### What the task requires:
Give back the line where "Each instance of the sunlit" appears and all the lines after it until the listing ends, unchanged and with nothing else.

[Excerpts of location labeling data]

────────────────────────────────────────

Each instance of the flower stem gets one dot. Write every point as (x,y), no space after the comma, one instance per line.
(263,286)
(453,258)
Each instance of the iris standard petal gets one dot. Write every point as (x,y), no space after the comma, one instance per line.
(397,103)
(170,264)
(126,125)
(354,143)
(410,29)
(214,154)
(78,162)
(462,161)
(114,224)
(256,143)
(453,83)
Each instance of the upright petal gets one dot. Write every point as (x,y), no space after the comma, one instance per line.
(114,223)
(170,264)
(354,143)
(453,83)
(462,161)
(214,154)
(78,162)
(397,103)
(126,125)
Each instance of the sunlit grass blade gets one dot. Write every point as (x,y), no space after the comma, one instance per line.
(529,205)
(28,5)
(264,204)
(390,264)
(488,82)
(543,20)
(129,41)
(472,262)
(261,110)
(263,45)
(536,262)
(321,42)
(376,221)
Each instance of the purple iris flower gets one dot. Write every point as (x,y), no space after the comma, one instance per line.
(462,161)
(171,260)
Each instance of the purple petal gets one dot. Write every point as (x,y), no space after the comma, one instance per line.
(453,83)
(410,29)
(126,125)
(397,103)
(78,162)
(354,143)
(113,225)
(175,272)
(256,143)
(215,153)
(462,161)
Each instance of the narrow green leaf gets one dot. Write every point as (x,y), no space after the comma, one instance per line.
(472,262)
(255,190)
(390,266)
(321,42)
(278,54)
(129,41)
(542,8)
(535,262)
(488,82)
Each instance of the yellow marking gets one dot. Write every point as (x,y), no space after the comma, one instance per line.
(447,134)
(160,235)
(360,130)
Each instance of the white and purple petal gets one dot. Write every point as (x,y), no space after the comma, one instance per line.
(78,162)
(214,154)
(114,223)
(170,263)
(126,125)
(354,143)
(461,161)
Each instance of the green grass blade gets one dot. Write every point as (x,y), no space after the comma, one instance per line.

────────────────────────────────────────

### Solution for this exercise:
Each instance of the sunlit grass blade gets one dot. Write every point as (x,y), no space after the comma, one instance per line.
(529,205)
(28,5)
(264,204)
(390,264)
(488,82)
(543,20)
(129,41)
(472,262)
(261,110)
(263,45)
(536,262)
(321,42)
(376,221)
Each instance of the purple iris flower gets one dot. Write every point as (x,y), no space after the comma, one instance per line.
(462,161)
(171,260)
Each instance of the purple petal gets one dot. Write every point as (x,y), no space after the comma, one instance per line.
(453,83)
(410,29)
(126,125)
(397,103)
(78,162)
(354,143)
(113,225)
(175,272)
(256,143)
(215,153)
(462,161)
Each instance of the narrow green leaf gets one dot. Write every point as (x,y), no space after the comma, one instance per line.
(472,262)
(255,190)
(390,266)
(321,42)
(278,54)
(129,41)
(542,8)
(535,262)
(488,82)
Each instance of the yellow marking gets one dot. Write every point as (x,y), no space after the comma, one instance per line.
(447,134)
(160,235)
(360,130)
Each instance of the white and purple petal gets one dot. Write every point as (x,y), no space after the comma, one instance per line.
(78,162)
(214,154)
(114,223)
(170,263)
(126,125)
(354,143)
(461,161)
Each instance of the green grass blade gets one dot. Write every point as (x,y), no space after the comma, one instance per line.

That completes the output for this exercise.